— Begin RECORD SET —

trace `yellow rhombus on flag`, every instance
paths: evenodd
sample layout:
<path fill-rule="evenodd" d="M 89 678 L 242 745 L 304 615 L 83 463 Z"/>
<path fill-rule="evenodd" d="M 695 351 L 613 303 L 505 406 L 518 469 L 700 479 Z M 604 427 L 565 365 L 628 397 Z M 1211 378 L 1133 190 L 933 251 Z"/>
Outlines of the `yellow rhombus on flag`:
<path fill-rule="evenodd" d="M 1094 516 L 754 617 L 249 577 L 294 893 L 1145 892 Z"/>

— End RECORD SET —

• **WRITTEN INSTRUCTION**: Count the lines in the rows above that contain the string "yellow", treating uppercase and lowercase as different. Reply with the number only.

• **RESPONSE TO THIS TASK**: 2